++++ Page ++++

With The Shape of Water, Guillermo Del Toro effuses different fluids from those in the vein-severing Crimson Peak, and I’m not only writing of the ones which discharge when protagonist Elisa (Sally Hawkins) does have sex with the gilled-man at the center of The Shape of Water, as has been widely reported. But Shape of Water isn’t primarily a carnal tale, nor a bloodthirsty one, nor one that is drawn primarily to the weirdness and curiosity of the body and its fluids at all. In fact, it’s almost devoutly un-perverse, afraid of unpacking its questions even as it freights the film with those very questions. Despite the wonderfully imagined suit that animates him, the film’s amphibious man (Doug Jones) is obviously a purely abstract construction, a metaphor for human preconception and the loneliness and ennui and that beleaguers protagonist Elisa (Sally Hawkins) and her fellow cleaning lady, the African-American Zelda (Octavia Spencer, the most spirited member of the cast, and probably the best if we rule Jones out). Although Jones drip-feeds the creature a personality through visibly hesitant gesticulations and a curiosity exposed only through his eyes, the character is plainly allegorical. Which also means that he never has the capacity to resist the confines of his allegory.

++++

● Required task 1
According to the review of The Shape of Water, which actor plays the amphibious man?
● Required task 2
Write a few more sentences of the review of The Shape of Water, starting right after its last sentence.
You will not need the data that comes next.

++++ Data provided ++++

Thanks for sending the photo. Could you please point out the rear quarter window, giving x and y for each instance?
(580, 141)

++++

● Exercise output 1
Doug Jones plays the amphibious man.

● Exercise output 2
The Shape of Water is a fantasia of love, not one which dares suggest that this amphibious man might truly exist. Not physically exist, mind you, but mentally exist, which would imply he has any destabilizing capacity to resist Elisa’s love or any independent desire of his own. He has no place outside of her story. As a love yarn that happens to feature a mute woman and a fish man, Shape of Water is self-conscious about its adoration for classical Hollywood B-films, but it crucially and depressingly is not actually fascinated with those romances, since fascination would imply more thematic heft to explore these films than Del Toro’s film is willing. At one point, Michael Shannon’s vile, abusive antagonist argues that the fish creature is an affront to nature, and we’re obviously meant to find ourselves disenchanted with Shannon’s character. If so, why can’t the film imagine any affront to its own vacuum-packed drama?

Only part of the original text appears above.